TASK INSTRUCTIONS: The copy you give must match the records exactly, except that it holds no images.

EXCERPTED DATA section start

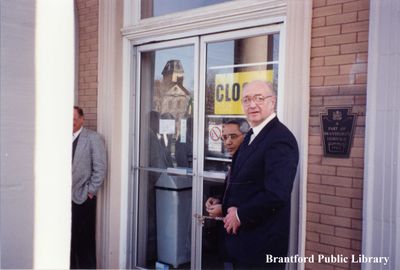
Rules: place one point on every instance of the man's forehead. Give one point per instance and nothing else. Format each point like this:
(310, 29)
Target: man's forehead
(257, 87)
(230, 127)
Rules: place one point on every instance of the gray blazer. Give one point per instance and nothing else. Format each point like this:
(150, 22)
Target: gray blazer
(89, 166)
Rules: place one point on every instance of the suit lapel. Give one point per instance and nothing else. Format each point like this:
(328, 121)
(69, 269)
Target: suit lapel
(83, 139)
(245, 152)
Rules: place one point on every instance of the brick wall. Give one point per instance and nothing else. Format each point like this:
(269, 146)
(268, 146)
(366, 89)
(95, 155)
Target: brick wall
(88, 20)
(338, 78)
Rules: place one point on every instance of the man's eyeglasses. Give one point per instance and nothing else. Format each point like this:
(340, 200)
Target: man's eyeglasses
(231, 136)
(257, 99)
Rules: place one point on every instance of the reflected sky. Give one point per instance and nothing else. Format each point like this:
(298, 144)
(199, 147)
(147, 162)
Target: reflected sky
(162, 7)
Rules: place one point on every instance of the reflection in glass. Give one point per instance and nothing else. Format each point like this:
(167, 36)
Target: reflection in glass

EXCERPTED DATA section end

ANSWER TO THE EXERCISE:
Rules: place one point on every instance of the man's forehead. Give one point per instance and nothing else. Format each point like this:
(310, 29)
Target: man's forehead
(257, 87)
(230, 127)
Rules: place one point on every instance of the gray blazer. Give one point per instance and nothing else. Format each point like this:
(150, 22)
Target: gray blazer
(89, 166)
Rules: place one point on every instance of the suit lapel. Give one point per instance and nothing else. Format each point like this:
(328, 121)
(69, 269)
Target: suit lapel
(83, 139)
(245, 152)
Rules: place one point on every instance of the brick wall. Give one point per instance and nothing else. Format each point like this:
(269, 146)
(268, 146)
(366, 89)
(95, 155)
Target: brick wall
(88, 20)
(338, 78)
Rules: place one point on every instance of the man's eyeglasses. Give one point per instance and nothing else. Format each point like this:
(340, 200)
Target: man's eyeglasses
(231, 136)
(257, 99)
Rules: place one point on every instance of the reflected sky. Give one point per instance and nothing else. Format each point like this:
(298, 144)
(199, 147)
(147, 162)
Target: reflected sky
(162, 7)
Rules: place one point on every instance of the reflection in glass. Give one point per instance and nothing else. Format each point like this:
(167, 36)
Target: reflection in glass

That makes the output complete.